----- Records shown

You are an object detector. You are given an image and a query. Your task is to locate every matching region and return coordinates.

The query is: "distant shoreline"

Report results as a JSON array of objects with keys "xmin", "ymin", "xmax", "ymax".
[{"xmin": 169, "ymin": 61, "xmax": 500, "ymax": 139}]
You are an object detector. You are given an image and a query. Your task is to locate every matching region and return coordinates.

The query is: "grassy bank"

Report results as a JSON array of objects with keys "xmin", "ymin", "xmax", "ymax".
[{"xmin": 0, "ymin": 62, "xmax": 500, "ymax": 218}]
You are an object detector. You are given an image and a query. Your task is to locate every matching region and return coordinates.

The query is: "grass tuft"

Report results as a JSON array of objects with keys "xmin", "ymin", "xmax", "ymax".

----------
----- Records shown

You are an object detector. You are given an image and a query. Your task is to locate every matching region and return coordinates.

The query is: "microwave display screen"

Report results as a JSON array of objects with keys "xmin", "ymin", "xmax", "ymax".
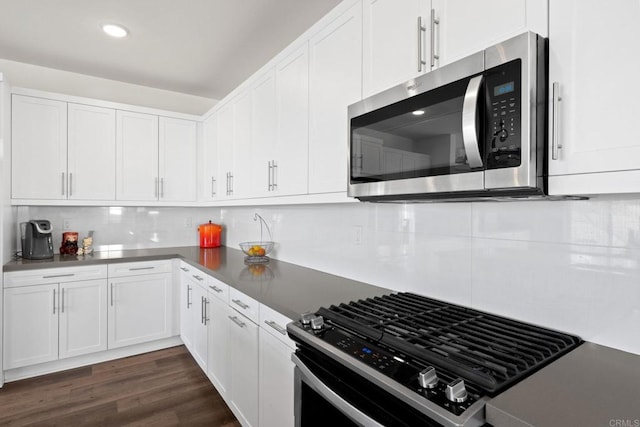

----------

From the rows above, pull out each line containing the string "screen". Case counts.

• _Response to this task_
The query is: "microwave display screen"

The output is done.